▸ **Information given**
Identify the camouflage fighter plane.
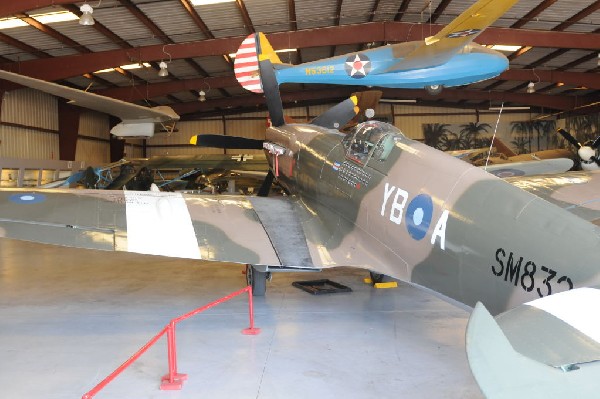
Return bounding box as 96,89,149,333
0,50,600,398
235,0,518,94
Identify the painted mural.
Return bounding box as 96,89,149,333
423,120,567,154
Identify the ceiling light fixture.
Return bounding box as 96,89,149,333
490,44,521,53
158,45,171,77
94,62,150,73
31,11,79,24
191,0,235,6
488,107,531,111
527,69,541,94
158,61,169,76
79,3,96,26
198,80,210,102
379,98,417,104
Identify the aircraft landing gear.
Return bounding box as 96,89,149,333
369,271,385,284
425,85,444,96
246,265,271,296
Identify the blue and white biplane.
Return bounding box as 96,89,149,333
235,0,518,94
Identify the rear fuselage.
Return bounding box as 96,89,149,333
267,122,600,312
276,42,508,89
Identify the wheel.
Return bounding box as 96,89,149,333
425,85,444,96
246,265,269,296
369,272,385,284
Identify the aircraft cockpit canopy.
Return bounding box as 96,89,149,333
344,120,402,165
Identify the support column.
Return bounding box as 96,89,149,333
58,99,81,161
109,116,124,162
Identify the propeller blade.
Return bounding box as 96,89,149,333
556,128,581,149
256,170,275,197
190,134,263,150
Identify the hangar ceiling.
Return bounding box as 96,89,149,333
0,0,600,119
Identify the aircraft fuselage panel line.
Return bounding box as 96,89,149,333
250,197,316,268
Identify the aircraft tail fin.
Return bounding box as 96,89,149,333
234,32,282,93
466,303,600,399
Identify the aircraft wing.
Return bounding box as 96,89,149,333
0,189,330,268
466,287,600,399
386,0,519,72
480,158,573,178
136,153,269,172
0,70,179,123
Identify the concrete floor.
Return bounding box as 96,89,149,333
0,239,482,399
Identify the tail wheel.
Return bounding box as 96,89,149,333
246,265,271,296
425,85,444,96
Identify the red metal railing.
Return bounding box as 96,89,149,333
81,286,260,399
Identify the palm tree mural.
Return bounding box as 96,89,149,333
566,114,600,143
423,123,451,149
460,122,492,150
510,121,533,154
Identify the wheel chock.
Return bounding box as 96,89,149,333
374,281,398,288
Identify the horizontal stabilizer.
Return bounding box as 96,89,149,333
311,96,360,129
190,134,263,150
482,158,573,178
466,303,600,399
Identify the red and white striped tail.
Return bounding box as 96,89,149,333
233,33,263,93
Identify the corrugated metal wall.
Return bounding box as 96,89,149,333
0,89,552,165
75,111,110,165
0,89,58,159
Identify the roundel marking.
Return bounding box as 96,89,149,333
491,168,525,178
8,193,46,204
344,54,371,79
405,194,433,241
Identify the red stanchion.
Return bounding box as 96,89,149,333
81,286,260,399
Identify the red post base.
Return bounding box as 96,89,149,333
160,374,187,391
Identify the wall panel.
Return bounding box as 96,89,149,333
79,111,110,140
0,89,58,131
75,137,110,166
0,126,58,159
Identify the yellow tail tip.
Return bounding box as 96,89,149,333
375,281,398,288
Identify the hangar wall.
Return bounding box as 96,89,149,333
0,89,560,165
0,89,58,159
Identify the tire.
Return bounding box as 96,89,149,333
246,265,269,296
425,85,444,96
369,272,385,284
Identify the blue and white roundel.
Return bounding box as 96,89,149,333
405,194,433,241
8,193,46,204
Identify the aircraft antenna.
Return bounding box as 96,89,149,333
483,102,504,171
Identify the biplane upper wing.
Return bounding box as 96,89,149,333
385,0,519,72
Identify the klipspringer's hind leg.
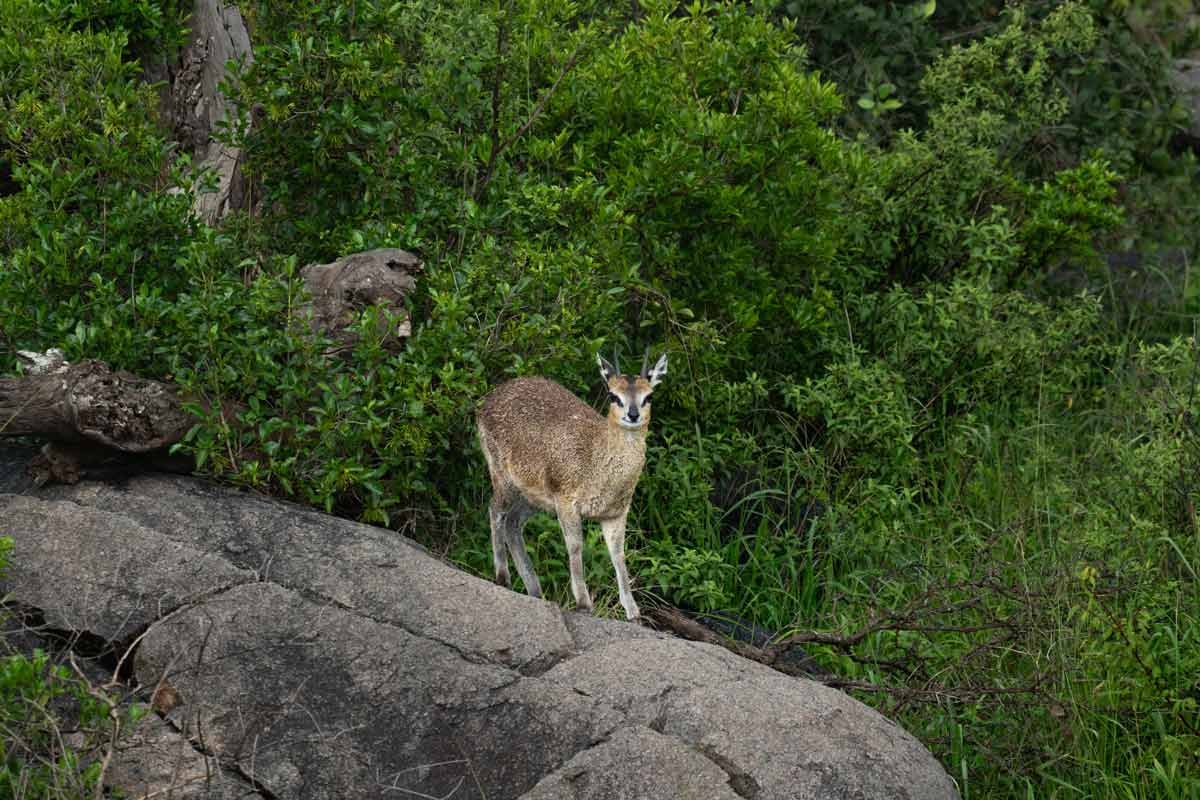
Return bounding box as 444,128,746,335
505,498,541,597
558,505,592,612
487,494,512,587
600,516,642,620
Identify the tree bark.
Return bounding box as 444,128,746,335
0,359,196,453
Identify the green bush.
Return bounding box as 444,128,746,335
9,0,1200,798
0,536,146,800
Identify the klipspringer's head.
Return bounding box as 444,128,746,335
596,350,667,431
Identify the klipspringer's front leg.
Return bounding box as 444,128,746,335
558,504,592,612
600,515,642,620
487,498,512,587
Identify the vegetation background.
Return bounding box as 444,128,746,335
0,0,1200,800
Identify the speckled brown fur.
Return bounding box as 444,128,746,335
475,356,666,619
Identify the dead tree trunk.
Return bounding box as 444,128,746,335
0,360,196,453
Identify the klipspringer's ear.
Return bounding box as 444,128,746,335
596,353,617,384
646,353,667,387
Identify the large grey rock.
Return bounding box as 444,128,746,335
300,247,425,353
104,715,263,800
0,457,956,800
521,726,739,800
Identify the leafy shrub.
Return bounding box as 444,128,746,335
0,0,196,374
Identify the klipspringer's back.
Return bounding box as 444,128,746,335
475,378,607,505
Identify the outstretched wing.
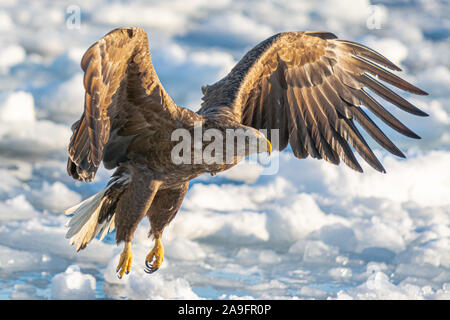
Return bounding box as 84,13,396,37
67,28,178,181
198,32,427,172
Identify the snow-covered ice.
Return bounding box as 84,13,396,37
0,0,450,299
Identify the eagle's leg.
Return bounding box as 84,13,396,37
145,182,189,273
115,163,162,278
116,241,133,279
145,233,164,273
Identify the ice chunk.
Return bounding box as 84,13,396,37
51,265,95,300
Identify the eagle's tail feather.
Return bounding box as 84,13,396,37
64,170,129,251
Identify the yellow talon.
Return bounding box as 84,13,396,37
145,237,164,273
116,242,133,279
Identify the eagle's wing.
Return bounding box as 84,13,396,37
67,28,178,181
198,32,427,172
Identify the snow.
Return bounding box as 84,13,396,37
51,265,95,300
0,0,450,299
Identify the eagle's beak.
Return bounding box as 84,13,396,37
258,135,272,155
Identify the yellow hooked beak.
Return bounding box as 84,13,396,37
258,135,272,155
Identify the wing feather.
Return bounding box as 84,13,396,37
67,28,178,181
198,31,427,172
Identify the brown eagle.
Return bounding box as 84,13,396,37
62,27,427,277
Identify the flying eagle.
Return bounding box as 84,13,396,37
65,27,427,278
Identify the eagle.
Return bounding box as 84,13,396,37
65,27,427,278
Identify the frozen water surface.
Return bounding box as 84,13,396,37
0,0,450,299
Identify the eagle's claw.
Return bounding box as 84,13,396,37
144,238,164,274
116,242,133,279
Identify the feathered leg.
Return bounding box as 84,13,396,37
115,165,162,278
145,182,189,273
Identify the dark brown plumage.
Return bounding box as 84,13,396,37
67,28,427,276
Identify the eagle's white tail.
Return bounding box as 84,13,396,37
64,183,115,251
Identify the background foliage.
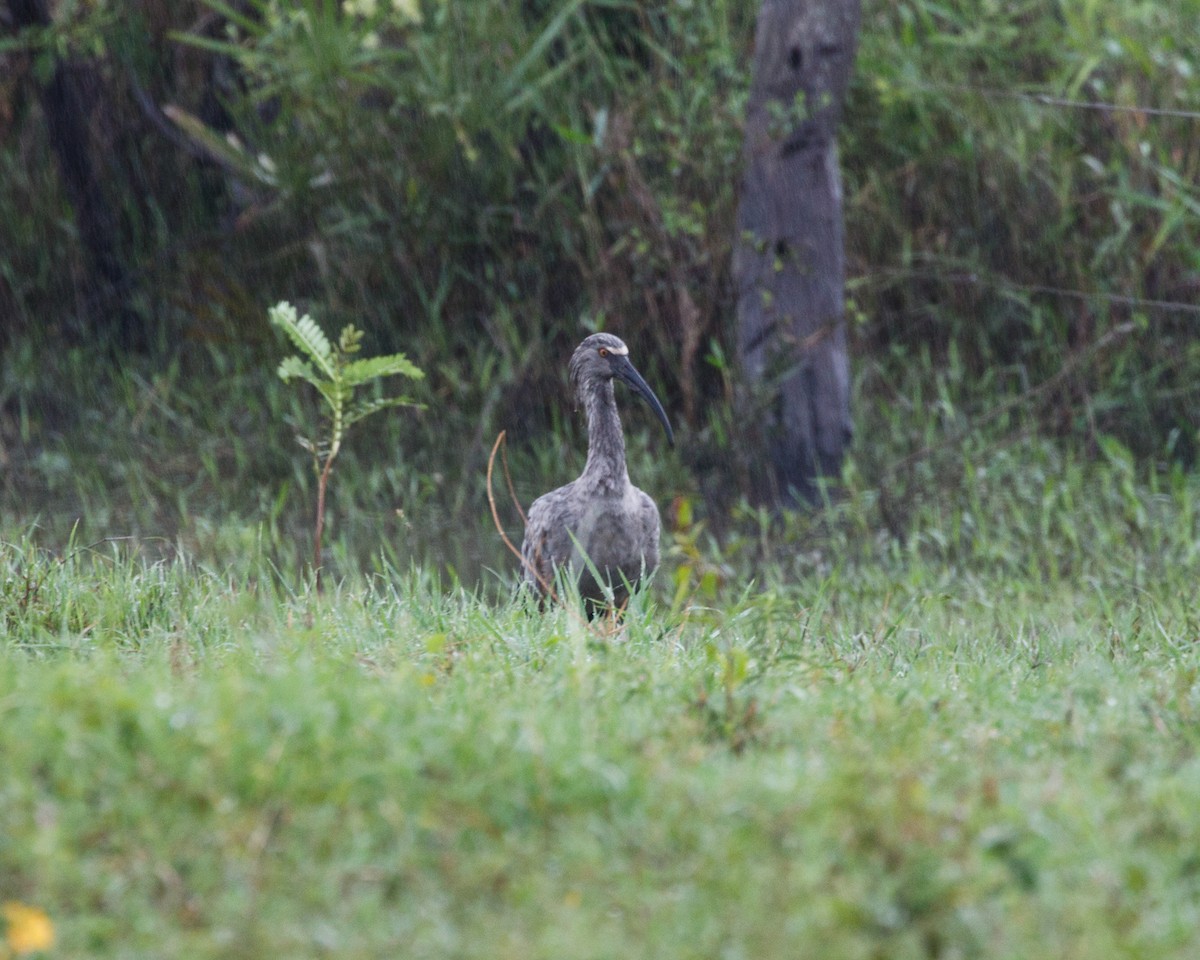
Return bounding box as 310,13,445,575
0,0,1200,577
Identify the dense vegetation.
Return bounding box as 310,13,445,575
0,0,1200,580
0,0,1200,960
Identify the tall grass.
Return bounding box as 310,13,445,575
0,520,1200,958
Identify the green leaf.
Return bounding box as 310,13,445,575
342,353,425,386
269,301,338,380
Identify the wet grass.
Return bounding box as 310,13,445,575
0,478,1200,959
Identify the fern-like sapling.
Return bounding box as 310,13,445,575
269,302,425,588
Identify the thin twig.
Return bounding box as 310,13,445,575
487,430,558,604
500,431,529,527
902,83,1200,120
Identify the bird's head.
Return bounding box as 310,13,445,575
570,334,674,446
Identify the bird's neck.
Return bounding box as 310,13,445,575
580,380,629,491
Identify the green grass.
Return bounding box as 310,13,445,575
0,506,1200,960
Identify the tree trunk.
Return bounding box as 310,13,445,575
8,0,144,348
733,0,860,504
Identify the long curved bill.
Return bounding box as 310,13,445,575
612,356,674,446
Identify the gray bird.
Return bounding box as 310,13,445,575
521,334,674,616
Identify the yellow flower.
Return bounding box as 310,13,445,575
0,900,54,956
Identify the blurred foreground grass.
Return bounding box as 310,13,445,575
0,444,1200,960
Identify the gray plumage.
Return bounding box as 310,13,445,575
521,334,674,613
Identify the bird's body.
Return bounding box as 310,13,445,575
521,334,673,612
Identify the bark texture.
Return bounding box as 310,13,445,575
733,0,862,504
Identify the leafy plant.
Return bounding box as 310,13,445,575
269,302,425,587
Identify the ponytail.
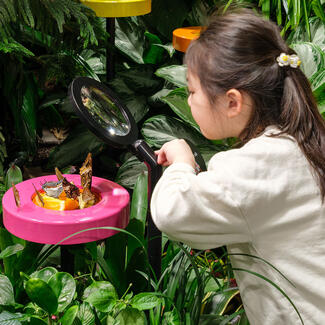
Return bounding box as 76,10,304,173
185,10,325,202
279,68,325,202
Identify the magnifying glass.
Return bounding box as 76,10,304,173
69,77,206,278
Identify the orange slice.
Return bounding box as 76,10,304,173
33,193,79,211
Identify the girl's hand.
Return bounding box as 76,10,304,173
155,139,195,168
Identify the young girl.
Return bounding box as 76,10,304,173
151,11,325,325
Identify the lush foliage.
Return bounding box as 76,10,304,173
0,0,325,325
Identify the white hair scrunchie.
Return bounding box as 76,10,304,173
276,53,301,68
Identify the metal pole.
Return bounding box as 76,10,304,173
133,140,162,279
106,17,115,81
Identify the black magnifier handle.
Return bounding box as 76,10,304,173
132,140,162,279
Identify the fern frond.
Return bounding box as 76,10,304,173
0,0,105,54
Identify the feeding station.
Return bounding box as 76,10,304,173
2,175,130,273
173,26,203,53
81,0,151,80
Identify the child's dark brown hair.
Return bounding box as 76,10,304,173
185,9,325,201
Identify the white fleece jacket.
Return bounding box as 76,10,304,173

▸ **Stated task**
Rewrite the records from the line with "Identify the fern-like sapling." up to and including the line with "279,68,325,202", replacing "bird's" with "animal's" and keeping everything else the same. Omit the pictures from your answer.

▸ **Exercise output**
Identify the fern-like sapling.
Return bounding box as 310,13,445,575
269,302,425,588
Identify the thin twig.
Return bounding box as 310,13,445,575
487,430,558,604
500,431,529,527
902,83,1200,120
Identify the animal's head.
Return bounding box as 310,13,445,575
570,334,674,446
Identify the animal's neck.
Return bounding box as 310,13,445,575
580,380,629,491
Identify the green grass.
Return bounding box as 310,13,445,575
0,506,1200,960
Identify the tree trunk.
Return bounding box as 310,13,445,575
8,0,144,348
733,0,860,504
Identify the long curved bill.
Return bounding box as 310,13,445,575
612,356,674,446
Identify the gray bird.
Return bounding box as 310,13,445,575
521,334,674,616
Identify the yellow flower.
Return bounding box as 310,13,445,575
0,900,54,956
Identify the blurred foreground grass.
Return bounding box as 310,13,445,575
0,444,1200,960
Identify the gray plumage.
Return bounding box as 310,13,445,575
521,334,674,613
Identify the animal's body.
Return bounding box as 310,13,445,575
521,334,673,612
Identify the bark texture.
Return bounding box as 310,13,445,575
733,0,862,504
Identify the leafy plant.
Return bounding box as 310,13,445,575
269,302,425,587
Identify the ponytail.
Return bounding box as 76,10,304,173
185,10,325,202
279,68,325,202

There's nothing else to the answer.